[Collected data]
★ ★ ★

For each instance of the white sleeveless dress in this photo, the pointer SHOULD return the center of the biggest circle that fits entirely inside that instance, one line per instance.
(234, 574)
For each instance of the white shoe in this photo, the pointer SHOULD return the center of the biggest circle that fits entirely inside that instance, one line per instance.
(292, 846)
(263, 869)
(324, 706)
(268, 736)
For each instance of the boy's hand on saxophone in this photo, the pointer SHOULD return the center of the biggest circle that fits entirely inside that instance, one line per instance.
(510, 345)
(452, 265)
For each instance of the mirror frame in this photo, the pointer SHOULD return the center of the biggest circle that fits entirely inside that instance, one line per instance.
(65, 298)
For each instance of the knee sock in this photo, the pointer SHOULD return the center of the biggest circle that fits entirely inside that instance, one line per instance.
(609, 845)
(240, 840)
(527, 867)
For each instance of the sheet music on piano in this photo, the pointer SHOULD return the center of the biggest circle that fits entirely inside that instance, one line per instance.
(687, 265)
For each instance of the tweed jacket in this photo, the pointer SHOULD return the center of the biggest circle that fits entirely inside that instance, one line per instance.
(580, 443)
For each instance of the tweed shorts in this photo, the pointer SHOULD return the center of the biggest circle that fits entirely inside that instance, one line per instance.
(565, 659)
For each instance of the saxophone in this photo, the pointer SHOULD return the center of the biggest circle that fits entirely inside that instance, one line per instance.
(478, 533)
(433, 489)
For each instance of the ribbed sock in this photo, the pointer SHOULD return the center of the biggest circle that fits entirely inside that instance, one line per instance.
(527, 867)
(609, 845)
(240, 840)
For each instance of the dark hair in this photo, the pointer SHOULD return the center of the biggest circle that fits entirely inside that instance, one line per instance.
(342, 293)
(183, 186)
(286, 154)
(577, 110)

★ ★ ★

— What you should do —
Please retype all of the rows above word for word, keeping every character and line break unchanged.

— Reply to the task —
For each instance of the white sleeveless dress in this photo, the pointer SHOULD return the center of the biggest circle that fits entirely inside that instance, one line per instance.
(234, 574)
For each instance of the white shoe in this photo, the pointer SHOULD return the center of the biggest circle that fits entirely inside that instance, one line per instance.
(292, 846)
(263, 869)
(324, 706)
(268, 736)
For each instance of the boy's hand on saxophone in this photo, the pointer SHOULD return the center of the biggest circle that fits entirely inside that instance, one line per instance.
(510, 345)
(452, 265)
For each instance of the mirror frame in this photo, the pointer SHOULD return the center of the biggest circle that fits entirely inside that instance, one line per instance.
(65, 298)
For each instance of the knee sock in this photo, the pointer SHOULD return the center of the biggest circle that fits entirely inside that instance, one line per instance.
(609, 845)
(240, 840)
(527, 867)
For each instance of the sheet music on piano in this photo, the pointer SHOULD return the center of the biggest circle that fits entirely inside that instance, one line per instance.
(687, 265)
For each instance of the tweed jacket in this photo, the pointer SHOULD return the center of the biggest circle that fits entirely inside that instance, one line per instance.
(580, 443)
For each instance of the tweed shorts in this photo, the pointer SHOULD return the center of the biggest circle that fits entirely inside that instance, one line per instance.
(565, 659)
For each instance of the saxophone in this photo, the pointer SHOULD return the center of the biggest circle that fits entirely inside that instance, one line per instance.
(478, 533)
(433, 489)
For each instance of the ribbed sock in this photo, the pointer SHOULD return the center of the biggest circle that fits entirely inside that instance, one line per instance.
(527, 867)
(609, 845)
(240, 840)
For each instance of the dark hair in this photo, the pointer SHOULD return the center of the biggest circle that fits entirely inside that instance, one line per instance.
(342, 293)
(183, 186)
(286, 154)
(577, 110)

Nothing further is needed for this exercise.